Text excerpt>
Investigators at Children’s Hospital Boston, in collaboration with physicists at Harvard University, developed nanobeads, particles only 30 nanometers in diameter, that, once attached to receptor molecules on the surface of a cell, were able to stimulate intracellular processes by “sensing” an external magnetic field.
When exposed to a magnetic field, the beads themselves become magnets, and pull together through magnetic attraction. This pull drags the cell’s receptors into large clusters, mimicking what happens when drugs or other molecules bind to them. This clustering, in turn, activates the receptors, triggering a cascade of biochemical signals that influence different cell functions.
The technology could lead to non-invasive ways of controlling drug release or physiologic processes such as heart rhythms and muscle contractions, says Ingber, the study’s senior investigator.

Given information>
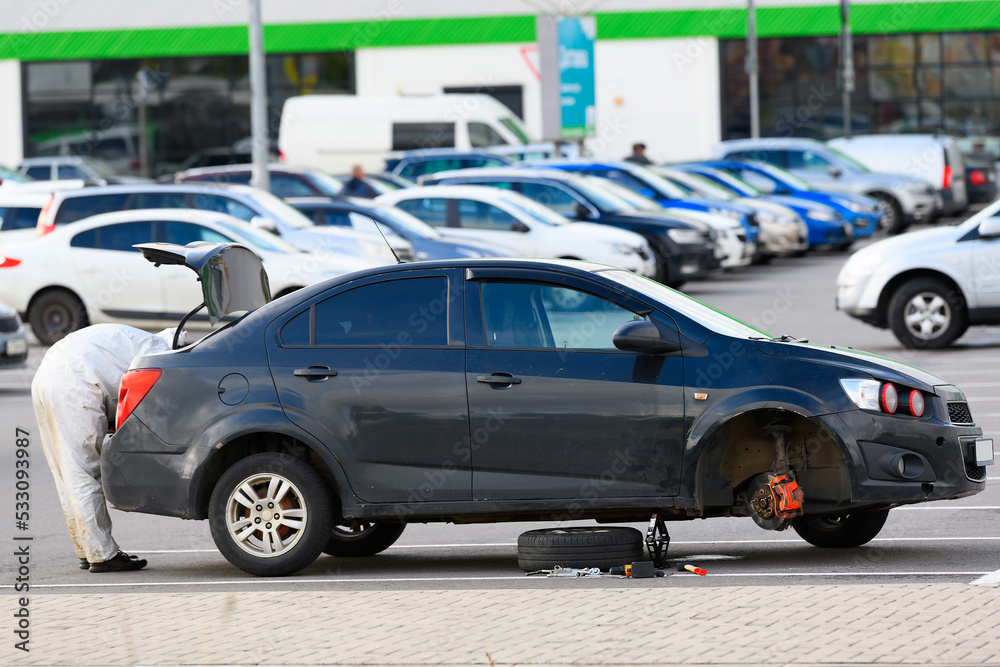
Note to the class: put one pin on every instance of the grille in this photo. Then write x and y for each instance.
(9, 324)
(959, 413)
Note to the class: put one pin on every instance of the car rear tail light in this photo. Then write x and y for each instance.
(136, 383)
(44, 225)
(890, 398)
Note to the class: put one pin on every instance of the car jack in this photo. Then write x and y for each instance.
(657, 540)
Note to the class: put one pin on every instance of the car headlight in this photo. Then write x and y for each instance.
(686, 236)
(862, 264)
(822, 216)
(864, 393)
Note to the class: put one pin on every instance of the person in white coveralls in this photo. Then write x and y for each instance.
(75, 396)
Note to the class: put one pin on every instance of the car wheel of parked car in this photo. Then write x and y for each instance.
(839, 532)
(603, 547)
(270, 514)
(356, 539)
(892, 221)
(56, 314)
(925, 313)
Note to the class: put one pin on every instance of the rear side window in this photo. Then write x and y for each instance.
(411, 136)
(408, 312)
(78, 208)
(115, 237)
(18, 218)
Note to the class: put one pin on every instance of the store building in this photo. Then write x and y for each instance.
(669, 73)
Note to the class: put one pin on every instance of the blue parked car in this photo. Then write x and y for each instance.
(427, 242)
(862, 211)
(647, 183)
(827, 227)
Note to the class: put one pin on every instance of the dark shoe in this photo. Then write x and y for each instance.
(120, 563)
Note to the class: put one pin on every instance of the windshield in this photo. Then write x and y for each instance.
(515, 127)
(403, 224)
(535, 211)
(635, 201)
(259, 238)
(329, 186)
(706, 316)
(783, 176)
(844, 157)
(279, 210)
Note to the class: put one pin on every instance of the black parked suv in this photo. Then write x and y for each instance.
(461, 391)
(683, 249)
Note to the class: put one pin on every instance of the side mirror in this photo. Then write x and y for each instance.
(260, 222)
(989, 227)
(642, 336)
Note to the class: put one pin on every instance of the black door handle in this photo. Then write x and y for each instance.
(498, 378)
(315, 373)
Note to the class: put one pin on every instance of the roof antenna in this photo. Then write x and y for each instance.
(391, 249)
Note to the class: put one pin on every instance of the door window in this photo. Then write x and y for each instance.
(551, 196)
(538, 315)
(407, 312)
(474, 214)
(432, 210)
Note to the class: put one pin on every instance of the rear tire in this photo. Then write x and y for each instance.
(840, 532)
(602, 547)
(55, 315)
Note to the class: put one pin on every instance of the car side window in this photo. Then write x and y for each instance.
(40, 173)
(474, 214)
(522, 314)
(406, 312)
(183, 233)
(284, 185)
(432, 210)
(78, 208)
(224, 205)
(551, 196)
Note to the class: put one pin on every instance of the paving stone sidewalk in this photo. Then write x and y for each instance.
(936, 624)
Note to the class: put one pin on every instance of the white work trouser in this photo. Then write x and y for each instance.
(72, 432)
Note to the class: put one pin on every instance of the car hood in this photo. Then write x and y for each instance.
(232, 276)
(856, 361)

Actions to take>
1) In the text on magnetic nanobeads, what is the diameter of the nanobeads?
2) List every process that, according to the text on magnetic nanobeads, the technology could offer non-invasive ways of controlling.

Solutions>
1) 30 nanometers

2)
- Drug release
- Heart rhythms
- Muscle contractions